━━ DOCUMENT EXTRACT ━━

I just wanted to follow up on my very last post. I have since stumbled on a second article which highlights the benefits present from ingesting Folic acid. I like this bit of information because it is something we can use to change how we live our lives and empower us.
Most stories are focused on scaring us and making us believe we can’t do anything to change the sad state of affairs. I think that nutrition and medical news is different because we can ACT on what we learn. Take what you find below and make a difference!
Take for example the fact:
Folic Acid Possibly a Key Factor in AD Prevention
Mouse experiments suggest that folic acid could play an essential role in protecting the brain against the ravages of Alzheimer’s disease and other neurodegenerative disorders. This animal study could help researchers unravel the underlying biochemical mechanisms involved in another recent finding that people with high blood levels of homocysteine have nearly twice the risk of developing the disease.

━━━
━━ EXTRACTED INFORMATION ━━

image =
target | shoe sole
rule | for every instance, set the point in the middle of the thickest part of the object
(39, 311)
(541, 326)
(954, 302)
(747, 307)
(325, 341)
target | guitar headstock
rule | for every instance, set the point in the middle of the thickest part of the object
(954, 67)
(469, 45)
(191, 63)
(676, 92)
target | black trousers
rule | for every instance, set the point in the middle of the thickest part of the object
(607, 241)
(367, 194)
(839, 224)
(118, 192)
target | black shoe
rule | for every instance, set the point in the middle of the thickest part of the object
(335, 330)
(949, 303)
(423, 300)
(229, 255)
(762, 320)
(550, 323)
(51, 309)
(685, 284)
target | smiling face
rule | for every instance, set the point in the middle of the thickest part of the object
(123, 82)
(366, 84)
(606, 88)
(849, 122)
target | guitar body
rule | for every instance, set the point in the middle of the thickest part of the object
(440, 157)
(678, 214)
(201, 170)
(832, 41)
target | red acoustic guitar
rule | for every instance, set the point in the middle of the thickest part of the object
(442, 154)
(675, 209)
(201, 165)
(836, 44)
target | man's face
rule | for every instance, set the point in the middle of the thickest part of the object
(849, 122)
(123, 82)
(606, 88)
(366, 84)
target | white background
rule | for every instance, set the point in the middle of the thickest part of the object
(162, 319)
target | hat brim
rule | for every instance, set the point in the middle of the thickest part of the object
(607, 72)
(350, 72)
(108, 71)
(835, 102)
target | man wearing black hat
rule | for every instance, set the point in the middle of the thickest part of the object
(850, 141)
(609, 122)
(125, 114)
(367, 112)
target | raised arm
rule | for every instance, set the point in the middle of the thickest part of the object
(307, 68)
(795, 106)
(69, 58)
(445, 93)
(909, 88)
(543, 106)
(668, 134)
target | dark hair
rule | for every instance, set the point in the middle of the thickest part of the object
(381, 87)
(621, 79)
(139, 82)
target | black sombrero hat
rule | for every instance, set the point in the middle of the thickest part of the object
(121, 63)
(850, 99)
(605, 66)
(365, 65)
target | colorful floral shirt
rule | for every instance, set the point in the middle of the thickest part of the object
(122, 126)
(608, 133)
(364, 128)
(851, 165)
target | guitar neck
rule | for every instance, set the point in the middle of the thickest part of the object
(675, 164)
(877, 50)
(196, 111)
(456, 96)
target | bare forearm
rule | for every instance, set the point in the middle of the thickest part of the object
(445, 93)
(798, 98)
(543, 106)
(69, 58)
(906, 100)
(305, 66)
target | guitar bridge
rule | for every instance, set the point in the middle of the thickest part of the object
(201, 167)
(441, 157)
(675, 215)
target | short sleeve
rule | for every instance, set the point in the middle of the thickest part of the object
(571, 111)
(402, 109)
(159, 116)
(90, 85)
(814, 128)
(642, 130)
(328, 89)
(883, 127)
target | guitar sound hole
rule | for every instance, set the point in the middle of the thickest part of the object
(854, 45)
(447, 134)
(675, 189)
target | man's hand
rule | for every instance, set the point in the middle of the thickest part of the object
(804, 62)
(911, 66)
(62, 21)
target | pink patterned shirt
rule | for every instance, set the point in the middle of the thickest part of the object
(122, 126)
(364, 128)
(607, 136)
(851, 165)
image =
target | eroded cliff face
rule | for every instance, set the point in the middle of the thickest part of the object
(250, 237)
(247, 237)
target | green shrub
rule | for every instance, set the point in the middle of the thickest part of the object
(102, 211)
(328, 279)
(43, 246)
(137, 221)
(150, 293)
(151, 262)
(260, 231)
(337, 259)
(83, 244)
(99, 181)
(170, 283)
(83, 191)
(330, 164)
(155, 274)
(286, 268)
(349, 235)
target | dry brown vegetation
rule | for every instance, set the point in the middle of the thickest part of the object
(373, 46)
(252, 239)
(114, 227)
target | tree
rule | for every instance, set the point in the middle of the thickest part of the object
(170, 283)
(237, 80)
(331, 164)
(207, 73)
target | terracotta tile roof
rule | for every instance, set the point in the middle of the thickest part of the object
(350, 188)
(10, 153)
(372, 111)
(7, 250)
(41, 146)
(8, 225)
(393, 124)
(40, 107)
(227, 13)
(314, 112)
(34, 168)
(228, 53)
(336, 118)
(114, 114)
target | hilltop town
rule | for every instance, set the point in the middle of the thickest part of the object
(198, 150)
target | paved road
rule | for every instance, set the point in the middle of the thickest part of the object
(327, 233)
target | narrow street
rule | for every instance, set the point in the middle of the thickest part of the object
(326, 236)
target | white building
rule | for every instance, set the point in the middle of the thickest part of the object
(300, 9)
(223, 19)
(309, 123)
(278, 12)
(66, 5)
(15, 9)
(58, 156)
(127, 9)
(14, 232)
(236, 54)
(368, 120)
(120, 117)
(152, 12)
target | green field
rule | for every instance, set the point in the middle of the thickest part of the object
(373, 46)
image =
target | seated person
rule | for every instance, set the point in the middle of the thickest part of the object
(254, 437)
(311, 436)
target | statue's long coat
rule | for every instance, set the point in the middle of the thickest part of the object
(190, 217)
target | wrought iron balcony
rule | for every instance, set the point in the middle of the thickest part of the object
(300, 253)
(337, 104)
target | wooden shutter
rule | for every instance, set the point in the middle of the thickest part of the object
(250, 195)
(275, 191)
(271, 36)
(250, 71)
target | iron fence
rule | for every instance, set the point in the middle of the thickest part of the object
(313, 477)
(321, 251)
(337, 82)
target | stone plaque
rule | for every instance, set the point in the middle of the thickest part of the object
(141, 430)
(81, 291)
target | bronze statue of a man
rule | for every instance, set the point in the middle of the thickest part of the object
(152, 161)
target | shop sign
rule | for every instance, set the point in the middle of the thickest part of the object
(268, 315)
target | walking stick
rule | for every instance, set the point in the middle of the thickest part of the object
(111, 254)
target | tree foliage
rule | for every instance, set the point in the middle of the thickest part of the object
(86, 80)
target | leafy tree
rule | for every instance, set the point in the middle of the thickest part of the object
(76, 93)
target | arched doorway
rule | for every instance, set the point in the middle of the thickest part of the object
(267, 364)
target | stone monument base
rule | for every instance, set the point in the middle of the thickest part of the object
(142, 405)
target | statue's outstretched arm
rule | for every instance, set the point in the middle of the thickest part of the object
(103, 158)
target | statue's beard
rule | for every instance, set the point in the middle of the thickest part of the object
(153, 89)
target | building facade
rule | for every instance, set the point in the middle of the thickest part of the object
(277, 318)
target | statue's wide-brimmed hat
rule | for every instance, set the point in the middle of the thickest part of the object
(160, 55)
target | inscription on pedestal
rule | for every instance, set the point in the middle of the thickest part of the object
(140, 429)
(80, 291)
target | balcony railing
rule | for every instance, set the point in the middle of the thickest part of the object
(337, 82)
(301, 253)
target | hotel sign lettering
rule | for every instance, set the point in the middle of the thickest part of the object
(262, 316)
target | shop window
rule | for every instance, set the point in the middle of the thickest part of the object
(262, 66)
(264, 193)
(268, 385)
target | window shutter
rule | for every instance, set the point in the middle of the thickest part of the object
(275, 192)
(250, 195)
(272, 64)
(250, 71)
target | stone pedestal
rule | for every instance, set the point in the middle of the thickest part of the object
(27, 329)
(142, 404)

━━━

Write out the passage from the folic acid post above between "I just wanted" and "make a difference!", inclusive, copying it word for word.

RESPONSE FOR THIS EXERCISE —
I just wanted to follow up on my very last post. I have since stumbled on a second article which highlights the benefits present from ingesting Folic acid. I like this bit of information because it is something we can use to change how we live our lives and empower us.
Most stories are focused on scaring us and making us believe we can’t do anything to change the sad state of affairs. I think that nutrition and medical news is different because we can ACT on what we learn. Take what you find below and make a difference!